### [Your objective]
Return each line of the records below that contains the string "positive". Treat uppercase and lowercase letters as different.

───── Records for the task ─────

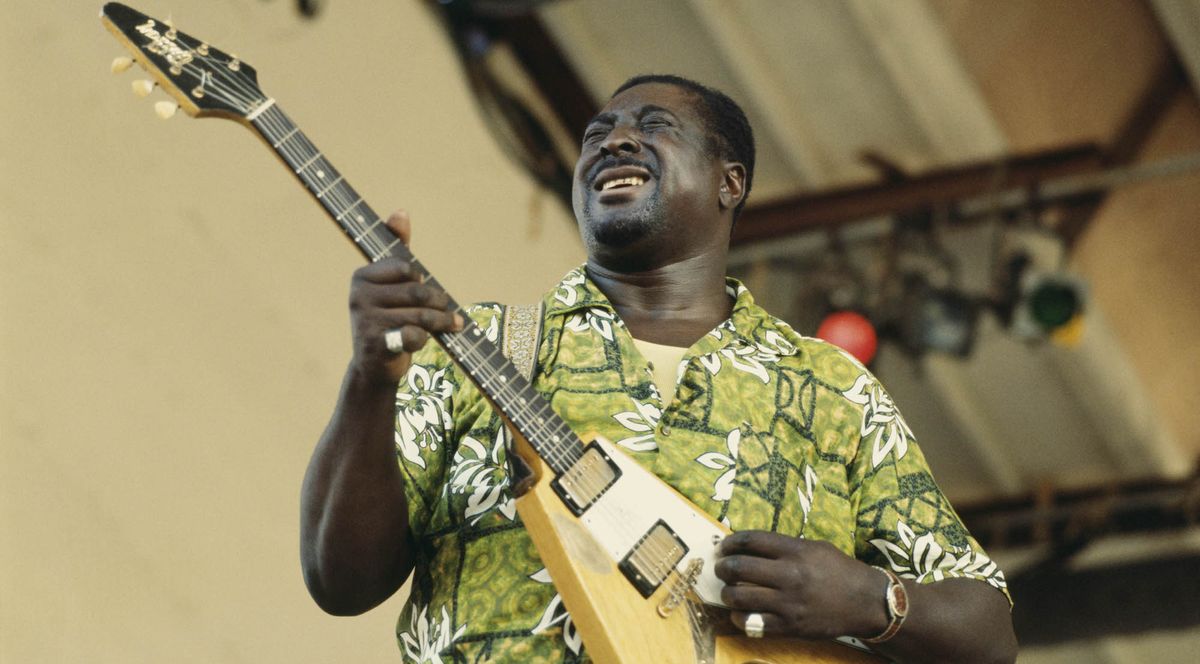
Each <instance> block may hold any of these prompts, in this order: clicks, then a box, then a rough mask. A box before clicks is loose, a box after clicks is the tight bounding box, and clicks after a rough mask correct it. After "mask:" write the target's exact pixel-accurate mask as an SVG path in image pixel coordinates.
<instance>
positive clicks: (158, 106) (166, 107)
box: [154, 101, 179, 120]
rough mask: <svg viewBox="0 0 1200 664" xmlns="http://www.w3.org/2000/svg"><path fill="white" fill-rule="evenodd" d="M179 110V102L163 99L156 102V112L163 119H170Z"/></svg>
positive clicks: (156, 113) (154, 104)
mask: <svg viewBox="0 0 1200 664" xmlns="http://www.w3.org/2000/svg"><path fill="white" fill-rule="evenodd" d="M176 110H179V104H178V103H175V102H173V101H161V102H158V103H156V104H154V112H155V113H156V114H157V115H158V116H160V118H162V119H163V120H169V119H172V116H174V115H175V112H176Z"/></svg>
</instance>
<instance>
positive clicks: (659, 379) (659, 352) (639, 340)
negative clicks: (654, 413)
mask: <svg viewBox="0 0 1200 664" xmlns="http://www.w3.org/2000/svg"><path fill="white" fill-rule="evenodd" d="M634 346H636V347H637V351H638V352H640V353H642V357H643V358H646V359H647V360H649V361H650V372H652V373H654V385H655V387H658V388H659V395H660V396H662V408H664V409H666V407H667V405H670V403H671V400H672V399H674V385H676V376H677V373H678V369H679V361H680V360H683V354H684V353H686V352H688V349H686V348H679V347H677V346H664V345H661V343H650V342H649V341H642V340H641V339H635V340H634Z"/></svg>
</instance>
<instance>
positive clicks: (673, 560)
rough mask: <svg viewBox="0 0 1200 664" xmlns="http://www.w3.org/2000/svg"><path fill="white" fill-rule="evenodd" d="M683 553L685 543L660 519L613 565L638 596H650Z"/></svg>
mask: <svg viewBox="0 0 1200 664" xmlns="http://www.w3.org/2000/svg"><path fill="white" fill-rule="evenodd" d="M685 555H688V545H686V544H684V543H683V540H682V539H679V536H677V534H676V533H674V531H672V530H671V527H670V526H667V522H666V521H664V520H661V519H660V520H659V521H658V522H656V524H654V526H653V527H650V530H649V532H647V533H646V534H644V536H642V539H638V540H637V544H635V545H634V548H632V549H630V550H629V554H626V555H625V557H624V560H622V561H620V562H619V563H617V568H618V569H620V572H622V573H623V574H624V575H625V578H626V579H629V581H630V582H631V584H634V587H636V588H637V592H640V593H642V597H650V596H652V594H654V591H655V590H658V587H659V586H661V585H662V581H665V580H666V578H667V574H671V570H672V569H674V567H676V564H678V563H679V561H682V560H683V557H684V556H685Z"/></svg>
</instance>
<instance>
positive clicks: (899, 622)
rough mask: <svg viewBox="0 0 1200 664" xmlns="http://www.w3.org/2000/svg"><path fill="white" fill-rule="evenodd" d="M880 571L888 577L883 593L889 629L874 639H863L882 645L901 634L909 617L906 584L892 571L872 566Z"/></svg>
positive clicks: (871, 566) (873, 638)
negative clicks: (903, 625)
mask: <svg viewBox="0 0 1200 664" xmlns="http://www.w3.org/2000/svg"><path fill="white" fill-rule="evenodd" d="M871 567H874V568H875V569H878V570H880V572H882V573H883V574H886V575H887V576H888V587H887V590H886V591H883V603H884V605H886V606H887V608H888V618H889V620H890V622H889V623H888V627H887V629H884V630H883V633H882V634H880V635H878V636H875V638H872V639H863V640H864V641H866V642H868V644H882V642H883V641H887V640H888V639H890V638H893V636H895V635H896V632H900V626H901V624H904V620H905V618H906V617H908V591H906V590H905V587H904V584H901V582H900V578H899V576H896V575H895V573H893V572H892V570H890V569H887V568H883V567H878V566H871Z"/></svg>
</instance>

─────

### [Result]
positive clicks: (158, 106) (166, 107)
positive clicks: (156, 113) (154, 104)
positive clicks: (659, 379) (659, 352) (639, 340)
positive clicks: (673, 560)
positive clicks: (899, 622)
positive clicks: (871, 566) (873, 638)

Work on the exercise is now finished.